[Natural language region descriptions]
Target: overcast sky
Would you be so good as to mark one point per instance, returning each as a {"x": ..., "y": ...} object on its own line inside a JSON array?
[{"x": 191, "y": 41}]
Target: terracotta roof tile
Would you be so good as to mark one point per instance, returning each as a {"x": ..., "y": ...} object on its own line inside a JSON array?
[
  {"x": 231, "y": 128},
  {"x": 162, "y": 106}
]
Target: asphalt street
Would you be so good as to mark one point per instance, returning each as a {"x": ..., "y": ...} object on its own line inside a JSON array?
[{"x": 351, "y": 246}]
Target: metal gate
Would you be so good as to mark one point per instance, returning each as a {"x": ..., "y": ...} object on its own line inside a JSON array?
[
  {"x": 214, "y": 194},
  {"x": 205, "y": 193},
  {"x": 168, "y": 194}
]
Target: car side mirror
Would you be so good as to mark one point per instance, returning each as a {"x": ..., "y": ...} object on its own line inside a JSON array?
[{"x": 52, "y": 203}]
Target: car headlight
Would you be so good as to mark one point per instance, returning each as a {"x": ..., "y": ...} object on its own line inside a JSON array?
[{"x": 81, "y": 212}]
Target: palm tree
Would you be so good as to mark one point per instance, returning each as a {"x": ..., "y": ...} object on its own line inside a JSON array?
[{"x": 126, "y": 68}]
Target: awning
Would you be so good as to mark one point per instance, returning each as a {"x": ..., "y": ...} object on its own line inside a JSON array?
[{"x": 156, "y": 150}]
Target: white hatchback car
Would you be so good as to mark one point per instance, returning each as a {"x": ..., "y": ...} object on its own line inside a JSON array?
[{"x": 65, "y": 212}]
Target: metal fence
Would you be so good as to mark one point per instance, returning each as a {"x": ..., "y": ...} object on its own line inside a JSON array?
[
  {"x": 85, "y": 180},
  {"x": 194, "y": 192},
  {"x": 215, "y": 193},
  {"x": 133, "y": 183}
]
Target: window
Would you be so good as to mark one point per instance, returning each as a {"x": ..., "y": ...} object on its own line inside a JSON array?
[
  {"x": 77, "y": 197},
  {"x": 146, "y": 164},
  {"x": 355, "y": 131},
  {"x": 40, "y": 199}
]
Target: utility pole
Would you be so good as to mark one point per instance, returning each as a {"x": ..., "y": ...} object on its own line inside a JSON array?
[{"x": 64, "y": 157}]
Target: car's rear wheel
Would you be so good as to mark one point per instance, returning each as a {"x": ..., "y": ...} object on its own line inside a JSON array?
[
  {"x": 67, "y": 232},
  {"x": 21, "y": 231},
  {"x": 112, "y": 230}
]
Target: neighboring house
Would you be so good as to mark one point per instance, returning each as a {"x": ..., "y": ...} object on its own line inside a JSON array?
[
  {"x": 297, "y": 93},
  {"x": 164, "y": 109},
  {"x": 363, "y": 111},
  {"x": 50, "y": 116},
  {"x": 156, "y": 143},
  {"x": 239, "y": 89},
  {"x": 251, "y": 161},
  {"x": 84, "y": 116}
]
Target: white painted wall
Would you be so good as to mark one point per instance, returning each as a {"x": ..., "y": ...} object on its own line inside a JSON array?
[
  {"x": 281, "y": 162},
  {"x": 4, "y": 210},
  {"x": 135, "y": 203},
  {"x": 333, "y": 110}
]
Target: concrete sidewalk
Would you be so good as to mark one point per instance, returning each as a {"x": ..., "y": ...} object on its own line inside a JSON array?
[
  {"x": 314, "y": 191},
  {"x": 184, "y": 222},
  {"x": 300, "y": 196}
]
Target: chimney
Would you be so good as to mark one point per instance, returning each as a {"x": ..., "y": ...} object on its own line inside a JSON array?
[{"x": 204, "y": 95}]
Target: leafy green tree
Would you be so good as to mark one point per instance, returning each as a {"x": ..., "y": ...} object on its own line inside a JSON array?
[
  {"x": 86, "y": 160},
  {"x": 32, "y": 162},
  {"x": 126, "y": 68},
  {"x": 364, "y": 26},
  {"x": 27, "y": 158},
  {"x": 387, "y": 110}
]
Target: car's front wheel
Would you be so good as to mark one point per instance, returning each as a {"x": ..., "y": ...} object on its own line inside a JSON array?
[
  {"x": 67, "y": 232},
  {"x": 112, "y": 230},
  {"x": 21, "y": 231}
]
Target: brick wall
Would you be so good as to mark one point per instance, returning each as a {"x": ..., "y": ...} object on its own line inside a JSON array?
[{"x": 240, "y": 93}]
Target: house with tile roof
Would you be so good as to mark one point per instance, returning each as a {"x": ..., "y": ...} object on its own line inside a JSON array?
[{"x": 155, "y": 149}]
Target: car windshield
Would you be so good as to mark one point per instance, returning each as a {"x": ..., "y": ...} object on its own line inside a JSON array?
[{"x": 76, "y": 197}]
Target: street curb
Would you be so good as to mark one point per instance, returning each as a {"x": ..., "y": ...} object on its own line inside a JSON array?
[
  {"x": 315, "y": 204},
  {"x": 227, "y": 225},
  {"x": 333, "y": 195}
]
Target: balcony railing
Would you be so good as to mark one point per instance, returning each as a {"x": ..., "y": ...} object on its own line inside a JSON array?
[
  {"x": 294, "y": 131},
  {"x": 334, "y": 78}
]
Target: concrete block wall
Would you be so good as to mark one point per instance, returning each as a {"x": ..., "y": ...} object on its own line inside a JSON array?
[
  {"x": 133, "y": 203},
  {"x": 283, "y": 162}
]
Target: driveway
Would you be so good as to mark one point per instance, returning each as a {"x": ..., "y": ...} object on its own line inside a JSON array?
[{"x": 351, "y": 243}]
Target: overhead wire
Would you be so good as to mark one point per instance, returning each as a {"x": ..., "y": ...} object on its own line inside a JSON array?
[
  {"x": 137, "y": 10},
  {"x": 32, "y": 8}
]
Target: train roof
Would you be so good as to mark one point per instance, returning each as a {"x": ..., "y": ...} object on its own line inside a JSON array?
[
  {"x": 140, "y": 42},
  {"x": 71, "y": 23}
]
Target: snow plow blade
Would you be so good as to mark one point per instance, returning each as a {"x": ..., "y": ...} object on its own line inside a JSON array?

- WHAT YOU SHOULD DO -
Please output exactly the lines between the one holding "Target: leafy green tree" and the one holding "Target: car's front wheel" in the records above, inclusive, and nothing more.

- RESULT OF THIS TASK -
Target: leafy green tree
Would you be so good as to mark one point per instance, returning each as a {"x": ..., "y": ...} object on its own line inside a JSON array?
[
  {"x": 86, "y": 160},
  {"x": 32, "y": 162},
  {"x": 126, "y": 68},
  {"x": 364, "y": 26},
  {"x": 27, "y": 158},
  {"x": 387, "y": 110}
]
Target: car's front wheel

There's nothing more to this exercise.